Task directions
Please copy the material below word for word, everything from its first line down to the line containing "column 202, row 51", with both ends included. Leave the pictures out of your copy.

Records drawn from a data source

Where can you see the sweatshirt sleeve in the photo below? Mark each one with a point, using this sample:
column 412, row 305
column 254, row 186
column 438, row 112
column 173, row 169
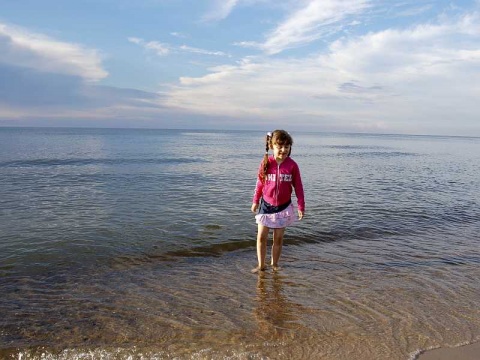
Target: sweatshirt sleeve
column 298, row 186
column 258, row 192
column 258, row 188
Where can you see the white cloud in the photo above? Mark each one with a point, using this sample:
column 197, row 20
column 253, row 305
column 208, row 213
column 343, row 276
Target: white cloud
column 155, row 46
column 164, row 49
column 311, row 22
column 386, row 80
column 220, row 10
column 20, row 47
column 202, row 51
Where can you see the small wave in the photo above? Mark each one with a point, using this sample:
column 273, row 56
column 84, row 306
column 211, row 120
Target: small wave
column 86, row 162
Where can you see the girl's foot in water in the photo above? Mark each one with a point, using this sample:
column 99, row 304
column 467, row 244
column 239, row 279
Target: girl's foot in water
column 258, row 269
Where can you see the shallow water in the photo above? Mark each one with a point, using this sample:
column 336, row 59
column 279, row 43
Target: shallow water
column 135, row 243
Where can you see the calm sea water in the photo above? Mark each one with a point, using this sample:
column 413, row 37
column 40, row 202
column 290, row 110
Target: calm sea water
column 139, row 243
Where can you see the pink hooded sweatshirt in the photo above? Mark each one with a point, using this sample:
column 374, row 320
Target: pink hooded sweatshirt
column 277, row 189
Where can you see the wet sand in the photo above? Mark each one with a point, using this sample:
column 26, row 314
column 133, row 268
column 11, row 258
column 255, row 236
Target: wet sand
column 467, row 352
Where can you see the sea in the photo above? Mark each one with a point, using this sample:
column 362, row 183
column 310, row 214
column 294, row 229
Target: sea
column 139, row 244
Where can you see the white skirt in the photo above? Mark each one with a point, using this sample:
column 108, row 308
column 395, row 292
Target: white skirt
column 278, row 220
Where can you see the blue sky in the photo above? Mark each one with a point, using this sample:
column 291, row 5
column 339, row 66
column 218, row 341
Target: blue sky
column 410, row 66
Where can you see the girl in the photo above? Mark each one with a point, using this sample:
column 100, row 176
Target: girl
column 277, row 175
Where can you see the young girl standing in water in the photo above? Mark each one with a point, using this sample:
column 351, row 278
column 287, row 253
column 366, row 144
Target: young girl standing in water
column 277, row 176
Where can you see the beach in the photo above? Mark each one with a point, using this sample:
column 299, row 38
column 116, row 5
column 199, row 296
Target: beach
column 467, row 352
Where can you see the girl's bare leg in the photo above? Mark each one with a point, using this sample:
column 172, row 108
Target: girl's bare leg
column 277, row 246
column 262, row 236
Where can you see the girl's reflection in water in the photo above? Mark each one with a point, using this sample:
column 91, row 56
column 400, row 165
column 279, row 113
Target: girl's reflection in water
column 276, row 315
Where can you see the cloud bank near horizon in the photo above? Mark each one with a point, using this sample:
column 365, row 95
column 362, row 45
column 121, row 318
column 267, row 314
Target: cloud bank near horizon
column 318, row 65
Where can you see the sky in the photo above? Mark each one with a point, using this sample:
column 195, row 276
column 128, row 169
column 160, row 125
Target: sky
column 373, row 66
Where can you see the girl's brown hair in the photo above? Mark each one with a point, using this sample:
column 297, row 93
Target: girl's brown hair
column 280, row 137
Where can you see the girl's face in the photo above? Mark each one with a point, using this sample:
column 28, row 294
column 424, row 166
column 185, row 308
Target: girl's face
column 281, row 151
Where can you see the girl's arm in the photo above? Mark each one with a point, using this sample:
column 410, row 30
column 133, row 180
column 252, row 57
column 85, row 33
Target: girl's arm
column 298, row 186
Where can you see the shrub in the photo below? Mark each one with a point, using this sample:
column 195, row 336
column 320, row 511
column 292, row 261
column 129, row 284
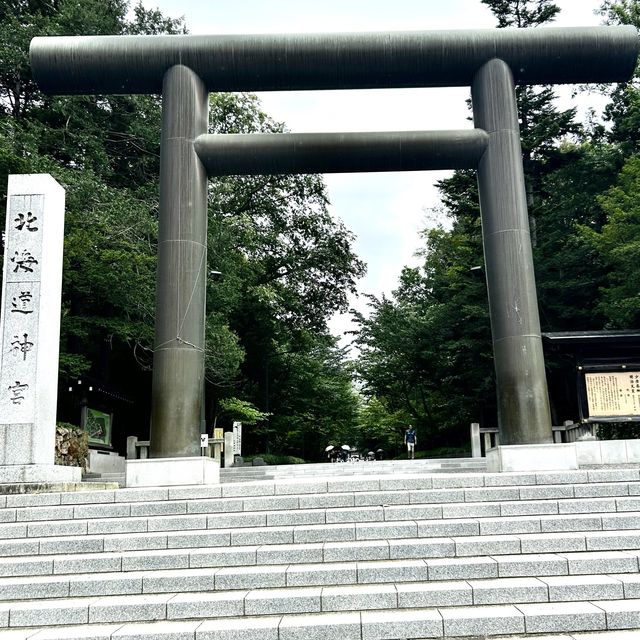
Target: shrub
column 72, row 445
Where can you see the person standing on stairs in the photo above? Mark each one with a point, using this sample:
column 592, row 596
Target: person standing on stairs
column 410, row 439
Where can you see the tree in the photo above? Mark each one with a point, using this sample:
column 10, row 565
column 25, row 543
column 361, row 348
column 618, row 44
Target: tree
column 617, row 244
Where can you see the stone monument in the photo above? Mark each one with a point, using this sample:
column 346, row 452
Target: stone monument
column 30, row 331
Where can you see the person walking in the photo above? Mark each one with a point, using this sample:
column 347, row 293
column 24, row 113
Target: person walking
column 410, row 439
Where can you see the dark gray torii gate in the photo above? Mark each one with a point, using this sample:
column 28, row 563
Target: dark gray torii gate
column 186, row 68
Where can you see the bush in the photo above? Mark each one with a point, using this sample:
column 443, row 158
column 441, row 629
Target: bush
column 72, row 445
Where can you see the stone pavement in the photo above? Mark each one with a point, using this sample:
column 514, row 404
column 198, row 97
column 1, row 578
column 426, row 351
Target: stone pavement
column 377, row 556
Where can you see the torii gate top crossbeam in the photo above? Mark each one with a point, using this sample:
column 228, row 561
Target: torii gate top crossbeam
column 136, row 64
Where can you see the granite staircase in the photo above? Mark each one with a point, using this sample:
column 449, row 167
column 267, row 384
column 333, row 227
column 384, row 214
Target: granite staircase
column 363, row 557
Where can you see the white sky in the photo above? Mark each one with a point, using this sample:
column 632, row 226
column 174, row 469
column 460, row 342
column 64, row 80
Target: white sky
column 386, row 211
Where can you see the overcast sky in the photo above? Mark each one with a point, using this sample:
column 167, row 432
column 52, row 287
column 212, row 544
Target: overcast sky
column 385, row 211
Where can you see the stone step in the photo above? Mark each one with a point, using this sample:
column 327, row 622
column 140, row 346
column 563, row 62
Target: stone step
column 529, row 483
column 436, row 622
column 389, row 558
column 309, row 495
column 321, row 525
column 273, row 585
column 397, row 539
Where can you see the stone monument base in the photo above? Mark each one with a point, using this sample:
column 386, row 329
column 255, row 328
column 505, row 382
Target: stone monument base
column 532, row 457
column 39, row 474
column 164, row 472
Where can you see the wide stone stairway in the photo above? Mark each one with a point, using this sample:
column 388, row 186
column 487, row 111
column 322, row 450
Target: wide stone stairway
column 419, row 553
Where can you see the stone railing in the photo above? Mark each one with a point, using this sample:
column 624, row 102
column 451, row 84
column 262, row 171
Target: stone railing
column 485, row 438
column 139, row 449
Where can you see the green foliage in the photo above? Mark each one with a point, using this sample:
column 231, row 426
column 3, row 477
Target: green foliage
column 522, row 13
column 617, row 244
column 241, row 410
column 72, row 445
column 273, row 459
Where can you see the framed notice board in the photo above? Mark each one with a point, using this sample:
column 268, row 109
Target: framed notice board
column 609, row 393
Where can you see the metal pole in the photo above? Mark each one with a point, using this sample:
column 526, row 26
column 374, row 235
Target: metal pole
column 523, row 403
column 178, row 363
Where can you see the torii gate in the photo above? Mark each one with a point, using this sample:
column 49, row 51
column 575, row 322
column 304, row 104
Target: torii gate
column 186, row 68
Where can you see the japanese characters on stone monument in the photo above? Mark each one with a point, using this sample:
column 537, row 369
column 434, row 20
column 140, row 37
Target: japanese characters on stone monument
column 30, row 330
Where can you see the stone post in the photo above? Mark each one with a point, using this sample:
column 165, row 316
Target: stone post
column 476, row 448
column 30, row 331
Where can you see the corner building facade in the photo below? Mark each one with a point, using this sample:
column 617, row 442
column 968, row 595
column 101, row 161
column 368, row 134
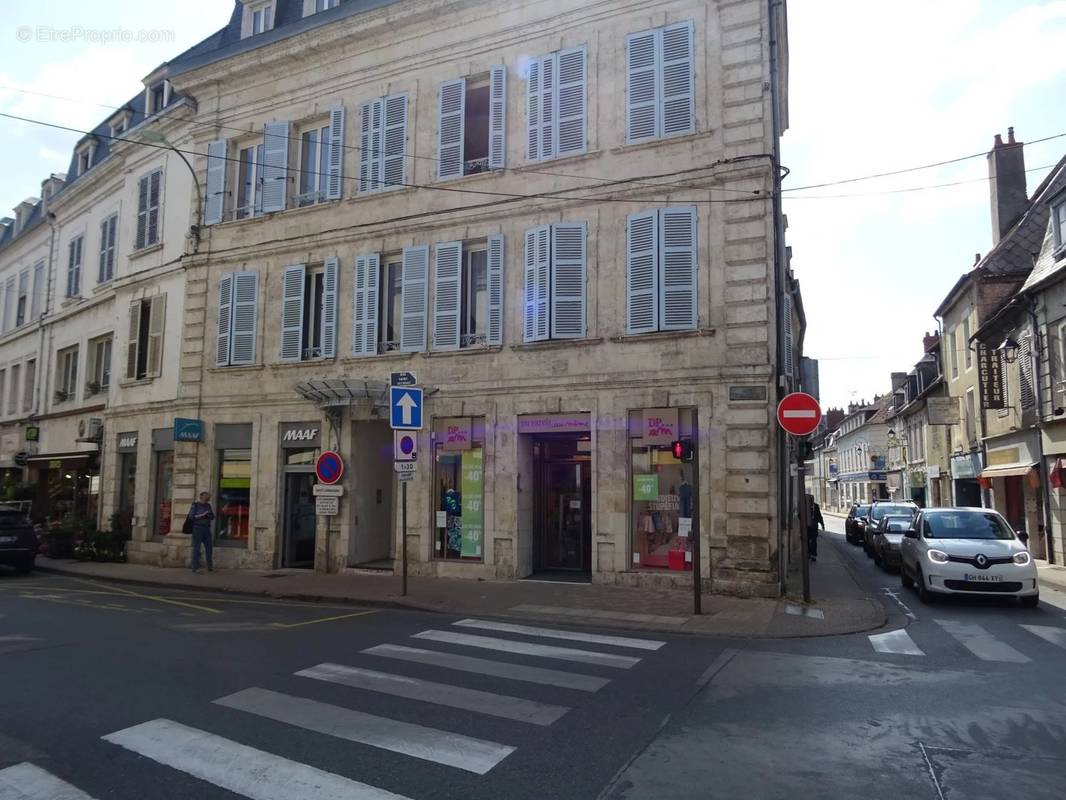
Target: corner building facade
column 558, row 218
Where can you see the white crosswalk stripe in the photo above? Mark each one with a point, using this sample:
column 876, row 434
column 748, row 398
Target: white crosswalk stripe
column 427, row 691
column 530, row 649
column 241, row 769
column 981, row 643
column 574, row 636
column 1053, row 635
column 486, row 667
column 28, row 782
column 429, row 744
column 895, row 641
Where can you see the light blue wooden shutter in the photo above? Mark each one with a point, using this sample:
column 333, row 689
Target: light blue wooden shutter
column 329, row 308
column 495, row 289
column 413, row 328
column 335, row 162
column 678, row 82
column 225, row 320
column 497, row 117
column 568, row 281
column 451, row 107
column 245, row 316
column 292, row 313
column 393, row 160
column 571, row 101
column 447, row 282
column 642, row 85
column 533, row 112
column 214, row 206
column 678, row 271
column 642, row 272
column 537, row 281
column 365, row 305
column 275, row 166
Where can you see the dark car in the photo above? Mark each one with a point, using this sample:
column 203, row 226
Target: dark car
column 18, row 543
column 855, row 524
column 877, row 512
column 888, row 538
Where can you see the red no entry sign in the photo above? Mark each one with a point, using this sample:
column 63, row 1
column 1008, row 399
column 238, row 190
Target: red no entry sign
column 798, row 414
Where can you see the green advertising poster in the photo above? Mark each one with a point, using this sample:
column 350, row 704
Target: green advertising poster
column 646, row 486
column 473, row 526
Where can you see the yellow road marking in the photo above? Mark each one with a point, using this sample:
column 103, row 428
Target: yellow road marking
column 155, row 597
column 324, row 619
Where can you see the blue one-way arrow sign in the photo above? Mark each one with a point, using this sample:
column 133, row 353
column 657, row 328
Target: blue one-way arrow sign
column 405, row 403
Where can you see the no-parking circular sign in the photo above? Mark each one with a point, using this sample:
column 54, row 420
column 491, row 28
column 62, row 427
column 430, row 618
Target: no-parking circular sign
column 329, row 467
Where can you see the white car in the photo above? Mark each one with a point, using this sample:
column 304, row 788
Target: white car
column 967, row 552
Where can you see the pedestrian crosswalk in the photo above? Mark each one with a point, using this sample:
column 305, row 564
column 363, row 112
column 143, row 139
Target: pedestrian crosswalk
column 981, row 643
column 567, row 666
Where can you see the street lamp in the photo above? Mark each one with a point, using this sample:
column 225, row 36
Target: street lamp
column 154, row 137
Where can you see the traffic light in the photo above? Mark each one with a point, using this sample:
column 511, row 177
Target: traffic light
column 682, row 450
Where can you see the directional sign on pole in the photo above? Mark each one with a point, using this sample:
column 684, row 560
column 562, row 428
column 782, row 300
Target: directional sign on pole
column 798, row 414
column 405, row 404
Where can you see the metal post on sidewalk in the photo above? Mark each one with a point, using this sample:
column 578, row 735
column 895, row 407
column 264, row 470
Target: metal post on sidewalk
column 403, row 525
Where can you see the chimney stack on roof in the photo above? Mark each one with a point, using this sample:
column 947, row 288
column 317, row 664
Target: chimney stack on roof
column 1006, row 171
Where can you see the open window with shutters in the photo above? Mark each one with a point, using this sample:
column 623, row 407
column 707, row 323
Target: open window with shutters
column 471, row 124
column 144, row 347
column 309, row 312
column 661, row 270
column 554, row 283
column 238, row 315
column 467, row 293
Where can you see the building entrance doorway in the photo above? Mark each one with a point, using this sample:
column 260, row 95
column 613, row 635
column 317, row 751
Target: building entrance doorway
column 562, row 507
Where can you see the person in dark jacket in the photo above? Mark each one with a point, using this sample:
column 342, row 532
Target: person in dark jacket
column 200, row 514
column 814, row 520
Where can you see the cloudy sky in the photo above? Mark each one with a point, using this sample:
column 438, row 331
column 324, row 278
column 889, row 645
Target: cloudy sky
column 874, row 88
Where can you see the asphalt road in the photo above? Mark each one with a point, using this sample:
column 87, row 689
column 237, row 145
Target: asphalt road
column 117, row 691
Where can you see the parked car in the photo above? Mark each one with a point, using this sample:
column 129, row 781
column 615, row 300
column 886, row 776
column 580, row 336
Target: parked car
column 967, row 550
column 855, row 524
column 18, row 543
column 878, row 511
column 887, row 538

Output for this task
Where can you see the sweatshirt sleeve in the photo below? Mark each one with a point, using this sample:
column 412, row 305
column 254, row 186
column 438, row 112
column 173, row 169
Target: sweatshirt sleeve
column 298, row 186
column 258, row 192
column 258, row 188
Where can you see the white cloud in the photo above? Mark each one with a point, using this sample:
column 197, row 20
column 253, row 305
column 208, row 213
column 343, row 276
Target: white cloud
column 155, row 46
column 164, row 49
column 311, row 22
column 386, row 80
column 220, row 10
column 20, row 47
column 202, row 51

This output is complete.